## Passage
----

I’m not going to join the bandwagon of the shocked and disappointed. Ivan Camilleri was thrown out of The Times because his former employer has reason to believe Ivan Camilleri used information he became aware of at work and tipped off Yorgen Fenech that the police were after him for Daphne’s murder.
Shock, disappointment and disgust are natural not least because Ivan Camilleri has done some sterling work chasing down the government with corruption stories that were important and helped us all understand just how things bad were.
Ivan Camilleri remains defiant, insists it is untrue he has tipped off Yorgen Fenech and intends to contest his dismissal.
That’s his right and if his name has been unfairly besmirched he is perfectly entitled to clear it. But The Times is also entitled not to continue to employ him while he does that.
It’s an ethical lesson to the government.

----

## Dataset excerpts

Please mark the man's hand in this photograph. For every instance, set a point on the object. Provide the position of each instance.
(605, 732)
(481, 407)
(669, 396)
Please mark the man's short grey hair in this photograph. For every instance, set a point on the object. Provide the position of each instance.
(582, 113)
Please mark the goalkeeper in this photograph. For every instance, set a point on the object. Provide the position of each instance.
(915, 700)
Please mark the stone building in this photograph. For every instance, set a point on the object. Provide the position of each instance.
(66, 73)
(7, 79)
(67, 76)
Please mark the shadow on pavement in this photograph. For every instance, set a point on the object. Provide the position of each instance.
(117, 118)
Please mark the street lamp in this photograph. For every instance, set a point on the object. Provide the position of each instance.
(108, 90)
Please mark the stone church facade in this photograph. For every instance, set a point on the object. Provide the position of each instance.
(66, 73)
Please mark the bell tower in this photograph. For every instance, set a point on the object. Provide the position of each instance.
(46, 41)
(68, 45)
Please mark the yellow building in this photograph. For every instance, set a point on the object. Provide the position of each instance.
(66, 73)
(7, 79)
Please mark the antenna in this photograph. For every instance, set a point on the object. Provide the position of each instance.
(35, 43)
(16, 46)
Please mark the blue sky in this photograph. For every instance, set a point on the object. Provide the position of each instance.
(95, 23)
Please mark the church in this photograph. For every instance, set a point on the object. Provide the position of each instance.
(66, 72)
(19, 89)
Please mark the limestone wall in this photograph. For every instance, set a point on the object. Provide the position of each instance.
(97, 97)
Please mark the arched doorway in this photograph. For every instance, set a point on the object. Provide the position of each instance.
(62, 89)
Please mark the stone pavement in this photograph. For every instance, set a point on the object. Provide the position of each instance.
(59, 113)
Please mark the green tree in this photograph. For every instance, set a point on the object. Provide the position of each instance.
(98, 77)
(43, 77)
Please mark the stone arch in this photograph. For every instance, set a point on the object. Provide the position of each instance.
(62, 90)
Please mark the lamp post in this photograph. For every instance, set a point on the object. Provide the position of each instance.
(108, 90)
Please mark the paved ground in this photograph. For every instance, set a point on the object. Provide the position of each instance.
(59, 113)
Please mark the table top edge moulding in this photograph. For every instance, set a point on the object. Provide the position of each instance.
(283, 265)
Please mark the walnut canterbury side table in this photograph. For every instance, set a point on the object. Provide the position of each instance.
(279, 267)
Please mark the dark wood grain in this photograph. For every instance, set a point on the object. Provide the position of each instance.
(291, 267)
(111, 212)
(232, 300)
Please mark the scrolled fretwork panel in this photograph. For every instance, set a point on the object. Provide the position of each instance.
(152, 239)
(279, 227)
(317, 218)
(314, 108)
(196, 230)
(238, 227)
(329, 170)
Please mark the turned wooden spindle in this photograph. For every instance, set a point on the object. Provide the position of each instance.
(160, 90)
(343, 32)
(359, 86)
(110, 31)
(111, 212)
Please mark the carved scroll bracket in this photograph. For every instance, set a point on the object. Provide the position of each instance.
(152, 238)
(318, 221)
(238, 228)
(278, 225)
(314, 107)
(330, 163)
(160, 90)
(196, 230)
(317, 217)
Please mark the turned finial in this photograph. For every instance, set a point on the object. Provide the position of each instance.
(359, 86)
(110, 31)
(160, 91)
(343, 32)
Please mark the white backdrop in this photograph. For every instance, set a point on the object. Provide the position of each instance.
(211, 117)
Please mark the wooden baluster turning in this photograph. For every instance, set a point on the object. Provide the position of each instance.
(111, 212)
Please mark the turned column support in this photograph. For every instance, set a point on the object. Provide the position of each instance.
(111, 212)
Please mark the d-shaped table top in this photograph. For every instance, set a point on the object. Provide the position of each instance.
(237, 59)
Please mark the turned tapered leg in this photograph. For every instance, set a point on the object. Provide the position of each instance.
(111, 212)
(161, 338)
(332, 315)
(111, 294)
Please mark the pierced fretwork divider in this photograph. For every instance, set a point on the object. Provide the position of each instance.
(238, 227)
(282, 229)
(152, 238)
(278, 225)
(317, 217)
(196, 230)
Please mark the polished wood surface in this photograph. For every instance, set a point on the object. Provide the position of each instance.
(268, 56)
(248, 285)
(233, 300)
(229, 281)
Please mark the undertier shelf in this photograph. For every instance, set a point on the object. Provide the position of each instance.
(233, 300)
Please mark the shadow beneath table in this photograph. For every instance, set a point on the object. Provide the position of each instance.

----

## Exercise description
Write out, word for word, the part of the passage on Ivan Camilleri's dismissal that begins at the words "That’s his right" and stops after the words "to the government.".

## Written reply
That’s his right and if his name has been unfairly besmirched he is perfectly entitled to clear it. But The Times is also entitled not to continue to employ him while he does that.
It’s an ethical lesson to the government.